Passage provided START

Matthew 9:35-38
And Jesus was going about all the cities and the villages, teaching in their synagogues, and proclaiming the gospel of the kingdom, and healing every kind of disease and every kind of sickness. And seeing the multitudes, He felt compassion for them, because they were distressed and downcast like sheep without a shepherd. Then He said to His disciples, “The harvest is plentiful, but the workers are few. Therefore beseech the Lord of the harvest to send out workers into His harvest.”
The process of growing older and becoming more mature is an interesting journey. It seems that when you are a child life is more simple and less threatening. Only since I have begun to develop my own view of the world that we live in, have I realized that not everyone sees the world in the same light that I do. Not even my wife, or my family looks at certain events in the same manner as myself. I have found this to be a sweet twist on life. As I look around, often I get the sense that some viewpoints may be threatening to my own. At the same time however, I cannot ignore that most viewpoints only help to enrich mine.
It is with this realization that I wonder how you see the world that we both share. How does your opinion about the perfectionist differ from mine? Or how do you see the thief or the deathly ill? When you and I look at the same person, or the same event, what thoughts go through our minds?

Passage provided END
Extracted material START

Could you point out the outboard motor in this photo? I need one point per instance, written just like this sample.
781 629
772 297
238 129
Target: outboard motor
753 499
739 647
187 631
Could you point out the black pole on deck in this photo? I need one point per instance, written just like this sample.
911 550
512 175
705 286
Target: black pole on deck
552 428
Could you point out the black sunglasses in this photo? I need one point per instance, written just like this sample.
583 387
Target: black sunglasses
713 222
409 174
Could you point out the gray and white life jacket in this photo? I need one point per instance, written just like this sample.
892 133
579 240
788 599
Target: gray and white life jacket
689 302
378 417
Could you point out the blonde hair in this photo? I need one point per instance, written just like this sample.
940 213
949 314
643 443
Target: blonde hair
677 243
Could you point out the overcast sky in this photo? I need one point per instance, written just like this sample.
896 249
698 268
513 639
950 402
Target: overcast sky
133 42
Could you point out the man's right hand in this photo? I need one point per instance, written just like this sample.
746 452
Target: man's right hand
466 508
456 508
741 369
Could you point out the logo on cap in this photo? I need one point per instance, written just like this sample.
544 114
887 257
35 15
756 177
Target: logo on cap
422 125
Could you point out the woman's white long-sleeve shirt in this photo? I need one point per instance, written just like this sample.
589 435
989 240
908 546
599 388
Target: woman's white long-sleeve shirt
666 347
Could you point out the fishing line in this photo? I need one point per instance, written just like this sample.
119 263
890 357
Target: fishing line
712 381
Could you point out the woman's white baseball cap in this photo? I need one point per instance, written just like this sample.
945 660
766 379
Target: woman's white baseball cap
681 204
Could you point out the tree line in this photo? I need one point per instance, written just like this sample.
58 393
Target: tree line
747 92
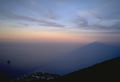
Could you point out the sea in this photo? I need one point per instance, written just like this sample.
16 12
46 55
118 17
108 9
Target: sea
26 57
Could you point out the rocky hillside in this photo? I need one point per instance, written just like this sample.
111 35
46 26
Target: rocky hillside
35 77
107 71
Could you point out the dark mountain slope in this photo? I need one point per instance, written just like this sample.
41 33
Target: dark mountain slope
81 58
108 71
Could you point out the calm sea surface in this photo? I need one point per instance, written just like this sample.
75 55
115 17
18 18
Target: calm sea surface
27 57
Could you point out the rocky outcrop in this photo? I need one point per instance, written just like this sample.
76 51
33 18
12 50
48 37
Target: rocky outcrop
37 76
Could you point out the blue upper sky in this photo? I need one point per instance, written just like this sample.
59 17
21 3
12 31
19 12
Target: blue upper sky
73 16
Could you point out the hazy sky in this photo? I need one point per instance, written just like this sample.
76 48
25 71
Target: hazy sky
60 20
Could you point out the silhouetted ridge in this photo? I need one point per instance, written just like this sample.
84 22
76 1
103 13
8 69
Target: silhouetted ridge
83 57
108 71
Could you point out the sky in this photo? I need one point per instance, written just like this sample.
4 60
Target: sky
60 20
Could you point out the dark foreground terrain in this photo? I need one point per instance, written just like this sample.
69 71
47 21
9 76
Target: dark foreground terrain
102 72
107 71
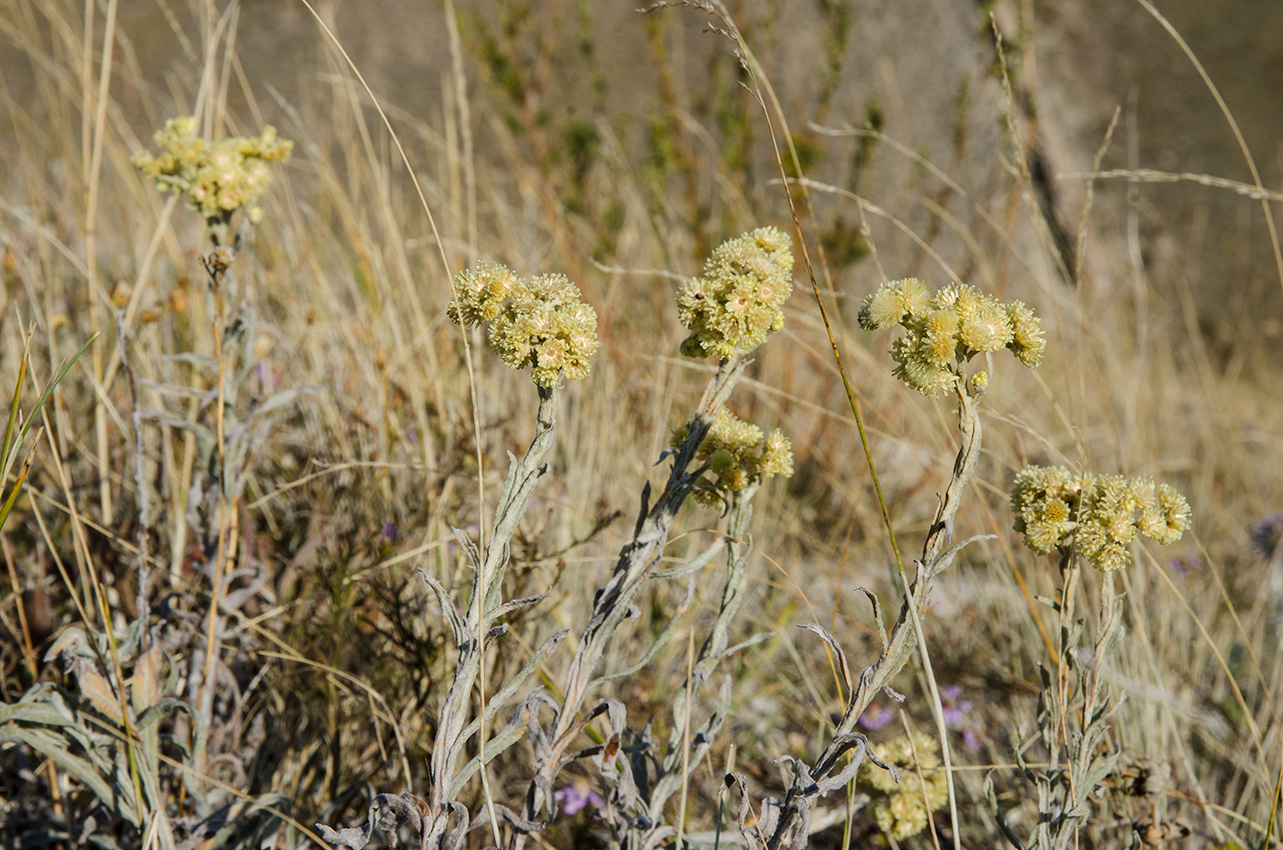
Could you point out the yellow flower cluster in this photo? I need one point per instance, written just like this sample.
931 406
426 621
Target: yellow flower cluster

Extracted material END

What you need to do:
1. According to the passage on Matthew 9:35-38, why did Jesus tell His disciples to beseech the Lord of the harvest to send out workers? Answer in one to three sentences.
2. Continue the passage on Matthew 9:35-38 and differing views of the world, picking up after its final question.

Answers for the exercise:
1. Jesus told His disciples this because, as He said, the harvest is plentiful but the workers are few. He said it after seeing the multitudes, whom He pitied because they were distressed and downcast like sheep without a shepherd.

2.
How does the Lord see these people? How does the Lord look at murders or thieves? What does Christ see when He looks at a terrorist member? What does He see when He looks at your next door neighbor or the kid sitting by himself at lunch?
The Bible says that the Lord saw the multitudes and had compassion on them? He looked past their outward appearance and recognized the state of their hearts. He saw them as “distressed” and “downcast”. How different the world might look to us if we could see it through Jesus’ eyes. How different our neighbors might look if we could see them with compassion. It is only then that our hearts will be burdened with the condition of their souls like Christ’s heart was. It is only then that we would lay down our lives to simply see the world come to know the goodness of God’s grace.